▶ **INSTRUCTIONS FOR THE TASK**
Nothing should appear in the answer except the line containing "One marker for each instance of the woman's" and the lines following it through the end of the listing, each given exactly.

▶ **ENTRIES SUPPLIED**
_ _ _
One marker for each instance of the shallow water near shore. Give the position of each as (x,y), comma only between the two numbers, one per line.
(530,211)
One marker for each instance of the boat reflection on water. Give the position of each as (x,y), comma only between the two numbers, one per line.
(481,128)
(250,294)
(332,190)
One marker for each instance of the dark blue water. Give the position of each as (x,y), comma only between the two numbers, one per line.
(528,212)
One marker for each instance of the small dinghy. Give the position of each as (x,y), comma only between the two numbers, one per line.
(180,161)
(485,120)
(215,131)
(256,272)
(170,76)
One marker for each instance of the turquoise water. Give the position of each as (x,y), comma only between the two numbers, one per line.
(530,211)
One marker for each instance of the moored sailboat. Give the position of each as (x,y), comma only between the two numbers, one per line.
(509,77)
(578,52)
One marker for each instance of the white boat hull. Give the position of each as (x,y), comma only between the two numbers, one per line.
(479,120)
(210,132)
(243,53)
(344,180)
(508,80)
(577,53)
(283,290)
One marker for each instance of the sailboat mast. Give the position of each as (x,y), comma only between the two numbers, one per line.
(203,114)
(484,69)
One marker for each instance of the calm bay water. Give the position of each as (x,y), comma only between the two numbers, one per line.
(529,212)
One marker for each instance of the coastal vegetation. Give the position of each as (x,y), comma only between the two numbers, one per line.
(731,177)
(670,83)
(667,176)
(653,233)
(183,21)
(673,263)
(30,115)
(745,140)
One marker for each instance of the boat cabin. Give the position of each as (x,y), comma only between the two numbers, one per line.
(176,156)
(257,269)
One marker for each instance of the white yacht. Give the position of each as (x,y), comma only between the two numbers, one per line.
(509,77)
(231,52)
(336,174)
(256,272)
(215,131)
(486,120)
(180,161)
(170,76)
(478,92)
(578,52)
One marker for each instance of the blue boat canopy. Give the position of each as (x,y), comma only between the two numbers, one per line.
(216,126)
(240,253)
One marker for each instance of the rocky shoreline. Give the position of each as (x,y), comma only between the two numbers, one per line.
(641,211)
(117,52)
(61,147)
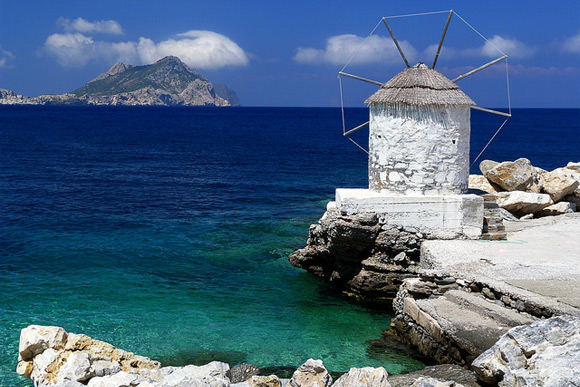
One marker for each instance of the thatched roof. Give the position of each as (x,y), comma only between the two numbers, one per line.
(420,85)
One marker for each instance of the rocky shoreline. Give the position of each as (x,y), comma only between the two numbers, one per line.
(495,312)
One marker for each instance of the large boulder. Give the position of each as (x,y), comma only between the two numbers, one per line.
(561,182)
(517,175)
(544,353)
(311,374)
(522,203)
(361,377)
(35,339)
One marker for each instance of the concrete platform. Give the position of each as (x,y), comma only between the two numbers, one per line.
(442,217)
(540,260)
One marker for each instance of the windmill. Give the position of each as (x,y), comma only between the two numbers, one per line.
(419,134)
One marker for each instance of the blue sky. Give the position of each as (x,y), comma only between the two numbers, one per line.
(289,53)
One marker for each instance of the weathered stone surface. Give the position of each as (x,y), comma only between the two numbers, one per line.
(439,372)
(243,372)
(522,203)
(36,338)
(50,355)
(430,382)
(573,166)
(544,353)
(518,175)
(561,182)
(368,376)
(480,182)
(558,209)
(264,381)
(574,200)
(355,254)
(487,165)
(311,374)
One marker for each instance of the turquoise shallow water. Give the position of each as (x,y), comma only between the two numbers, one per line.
(166,233)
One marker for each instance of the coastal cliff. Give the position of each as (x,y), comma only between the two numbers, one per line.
(167,82)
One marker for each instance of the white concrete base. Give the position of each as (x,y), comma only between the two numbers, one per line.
(441,217)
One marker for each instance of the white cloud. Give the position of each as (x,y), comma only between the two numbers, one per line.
(339,49)
(86,27)
(572,44)
(511,47)
(71,49)
(5,57)
(198,49)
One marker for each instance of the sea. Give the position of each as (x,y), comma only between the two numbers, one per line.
(166,231)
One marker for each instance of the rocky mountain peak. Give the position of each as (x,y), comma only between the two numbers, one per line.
(168,81)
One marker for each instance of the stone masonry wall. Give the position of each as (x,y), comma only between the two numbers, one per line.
(419,149)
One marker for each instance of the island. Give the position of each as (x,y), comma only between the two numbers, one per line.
(167,82)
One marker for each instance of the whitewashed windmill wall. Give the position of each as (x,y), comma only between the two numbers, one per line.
(419,135)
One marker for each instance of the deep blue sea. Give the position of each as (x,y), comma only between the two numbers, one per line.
(166,231)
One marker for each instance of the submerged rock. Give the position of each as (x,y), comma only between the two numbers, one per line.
(368,376)
(265,381)
(243,372)
(544,353)
(311,374)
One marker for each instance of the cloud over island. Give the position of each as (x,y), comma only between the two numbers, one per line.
(199,49)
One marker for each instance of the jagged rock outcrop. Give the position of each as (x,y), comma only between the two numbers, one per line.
(517,175)
(560,182)
(376,377)
(526,190)
(544,353)
(311,374)
(358,255)
(167,82)
(521,203)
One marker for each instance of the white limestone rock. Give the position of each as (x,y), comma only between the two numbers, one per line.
(517,175)
(544,353)
(36,338)
(487,165)
(522,203)
(41,374)
(360,377)
(480,182)
(74,367)
(311,374)
(561,182)
(431,382)
(558,209)
(575,166)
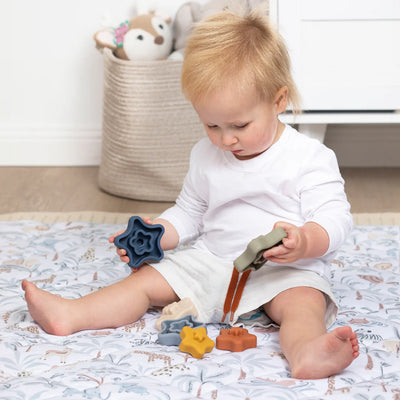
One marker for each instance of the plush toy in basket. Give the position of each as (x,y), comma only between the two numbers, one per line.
(145,37)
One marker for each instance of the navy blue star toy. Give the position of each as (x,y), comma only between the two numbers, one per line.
(141,242)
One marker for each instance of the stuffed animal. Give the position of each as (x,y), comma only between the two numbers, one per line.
(145,37)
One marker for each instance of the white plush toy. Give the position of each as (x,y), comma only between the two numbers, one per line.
(144,37)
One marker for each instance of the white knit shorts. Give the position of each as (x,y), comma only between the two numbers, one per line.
(204,278)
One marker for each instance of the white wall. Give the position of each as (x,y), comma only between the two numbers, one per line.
(51,86)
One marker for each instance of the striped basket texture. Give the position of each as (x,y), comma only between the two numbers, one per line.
(148,129)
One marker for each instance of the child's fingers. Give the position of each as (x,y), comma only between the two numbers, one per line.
(121,252)
(111,238)
(124,259)
(147,220)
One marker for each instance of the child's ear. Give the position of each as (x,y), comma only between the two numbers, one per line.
(280,100)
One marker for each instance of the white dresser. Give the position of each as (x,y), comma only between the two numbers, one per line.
(346,60)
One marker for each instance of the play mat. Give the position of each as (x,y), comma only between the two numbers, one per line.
(74,258)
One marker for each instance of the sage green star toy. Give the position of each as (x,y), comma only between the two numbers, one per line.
(252,258)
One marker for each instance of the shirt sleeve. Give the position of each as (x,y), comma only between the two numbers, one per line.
(323,199)
(187,214)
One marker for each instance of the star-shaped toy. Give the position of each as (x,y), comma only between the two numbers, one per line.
(171,329)
(195,341)
(236,339)
(141,242)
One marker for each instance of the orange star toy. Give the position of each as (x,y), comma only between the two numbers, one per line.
(236,339)
(195,341)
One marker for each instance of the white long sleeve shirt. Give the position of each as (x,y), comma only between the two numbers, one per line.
(226,202)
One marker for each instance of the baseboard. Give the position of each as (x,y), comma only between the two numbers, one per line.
(355,145)
(367,145)
(50,146)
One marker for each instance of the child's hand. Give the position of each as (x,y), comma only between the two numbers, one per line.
(308,241)
(121,252)
(293,248)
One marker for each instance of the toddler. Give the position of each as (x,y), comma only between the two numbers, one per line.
(250,174)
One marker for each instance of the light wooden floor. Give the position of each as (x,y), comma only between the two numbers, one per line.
(75,189)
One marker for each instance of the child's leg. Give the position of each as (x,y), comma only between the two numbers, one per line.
(113,306)
(312,353)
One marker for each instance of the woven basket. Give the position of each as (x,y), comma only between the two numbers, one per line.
(148,129)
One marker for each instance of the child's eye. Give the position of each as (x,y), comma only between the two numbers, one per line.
(242,126)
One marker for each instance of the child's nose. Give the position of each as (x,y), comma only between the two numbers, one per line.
(228,139)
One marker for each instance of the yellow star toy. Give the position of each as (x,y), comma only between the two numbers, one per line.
(195,341)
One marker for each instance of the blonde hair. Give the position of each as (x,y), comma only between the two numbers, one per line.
(229,48)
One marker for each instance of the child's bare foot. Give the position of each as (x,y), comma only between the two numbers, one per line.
(326,355)
(48,310)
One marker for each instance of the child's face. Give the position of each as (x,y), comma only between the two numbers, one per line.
(241,123)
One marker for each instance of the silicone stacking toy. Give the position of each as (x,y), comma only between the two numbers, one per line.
(235,339)
(171,329)
(141,242)
(195,341)
(252,257)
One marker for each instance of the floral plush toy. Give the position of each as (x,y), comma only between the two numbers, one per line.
(145,37)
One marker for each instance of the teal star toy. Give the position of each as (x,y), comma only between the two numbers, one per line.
(141,242)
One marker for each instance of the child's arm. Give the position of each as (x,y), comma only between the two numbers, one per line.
(308,241)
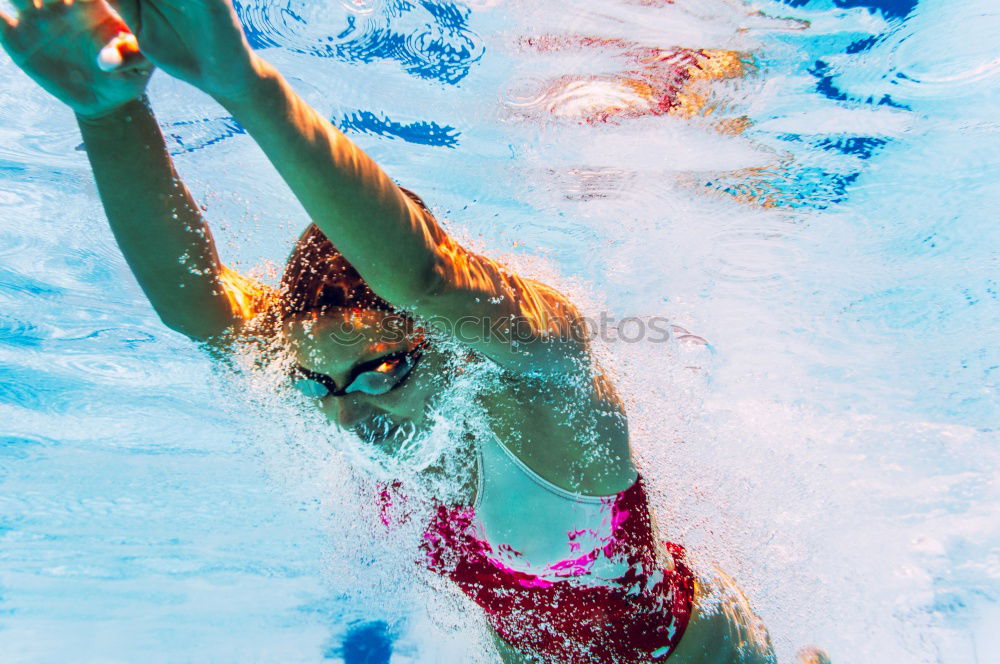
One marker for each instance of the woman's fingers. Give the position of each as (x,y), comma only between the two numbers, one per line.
(119,53)
(129,11)
(7,25)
_ _ _
▶ **TASK SOLUTION**
One marker for each instance of the woman's fingers. Give the position of each as (x,y), comma only between the two numbers, one per line.
(119,53)
(129,11)
(7,25)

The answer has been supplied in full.